== Information given ==

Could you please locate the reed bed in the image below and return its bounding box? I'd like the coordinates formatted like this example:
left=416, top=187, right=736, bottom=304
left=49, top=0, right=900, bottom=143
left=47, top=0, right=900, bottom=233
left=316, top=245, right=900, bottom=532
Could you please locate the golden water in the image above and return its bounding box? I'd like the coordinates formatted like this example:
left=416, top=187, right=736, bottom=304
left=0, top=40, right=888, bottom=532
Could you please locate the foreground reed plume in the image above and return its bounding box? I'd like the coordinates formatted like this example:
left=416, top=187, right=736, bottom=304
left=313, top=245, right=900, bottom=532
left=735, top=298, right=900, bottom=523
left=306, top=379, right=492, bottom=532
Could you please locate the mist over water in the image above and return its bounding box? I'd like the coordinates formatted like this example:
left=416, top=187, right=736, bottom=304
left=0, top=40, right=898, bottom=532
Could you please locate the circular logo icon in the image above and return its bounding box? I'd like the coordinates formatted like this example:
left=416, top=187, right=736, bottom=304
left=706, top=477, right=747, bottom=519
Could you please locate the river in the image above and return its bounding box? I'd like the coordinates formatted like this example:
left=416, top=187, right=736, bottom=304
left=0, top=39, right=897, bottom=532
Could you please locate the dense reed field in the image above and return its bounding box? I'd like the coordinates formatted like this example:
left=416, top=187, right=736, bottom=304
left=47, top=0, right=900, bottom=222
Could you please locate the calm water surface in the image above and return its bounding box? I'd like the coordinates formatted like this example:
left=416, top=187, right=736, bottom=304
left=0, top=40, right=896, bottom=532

== Written request ==
Update the data above by replacing each "bounding box" with "enclosing rectangle" and leaving everything else unchanged.

== Answer to the problem ==
Could you please locate the reed bed in the image below and return its enclosing rectangle? I'd like the coordinates formatted like this example:
left=416, top=187, right=736, bottom=304
left=49, top=0, right=900, bottom=143
left=47, top=0, right=900, bottom=233
left=316, top=245, right=900, bottom=532
Could you please locate the golden water in the image above and return its enclosing rectangle? I'd like the coordinates formatted like this example:
left=416, top=187, right=736, bottom=304
left=0, top=40, right=888, bottom=532
Could you please locate the foreground reed plume in the image above and return its enclosing rectangle? I'd like the coordinates formatted like this example:
left=416, top=187, right=736, bottom=304
left=313, top=245, right=900, bottom=532
left=735, top=298, right=900, bottom=523
left=306, top=379, right=492, bottom=532
Could you please locate the mist over water in the image above and return its enclosing rectangle? I'd like the coordinates formatted like this example:
left=416, top=187, right=736, bottom=304
left=0, top=40, right=898, bottom=532
Could you please locate the circular logo icon in the image above and return its enclosing rectangle? I'd like the coordinates formatted like this example:
left=416, top=187, right=736, bottom=304
left=706, top=477, right=747, bottom=519
Could you please locate the river in the image above and return its enclosing rectangle? I'd like the coordinates formatted like this example:
left=416, top=187, right=736, bottom=304
left=0, top=39, right=897, bottom=532
Could you please locate the dense reed field in the image above and return its enclosing rectangle? I'd like the coordinates formatted like this example:
left=416, top=187, right=736, bottom=304
left=47, top=0, right=900, bottom=222
Could you please locate the calm water surface in the image above and return its enclosing rectangle? I'd like the coordinates formatted like this example:
left=416, top=187, right=736, bottom=304
left=0, top=40, right=896, bottom=532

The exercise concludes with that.